- **Try it**
Reproduce the records starting at the line that contains "Need: a point" and running to the last line, exactly and in full.

╭──

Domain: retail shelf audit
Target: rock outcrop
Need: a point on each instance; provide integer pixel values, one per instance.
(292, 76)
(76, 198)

╰──

- **Answer**
Need: a point on each instance; provide integer pixel values, one per instance.
(292, 76)
(76, 198)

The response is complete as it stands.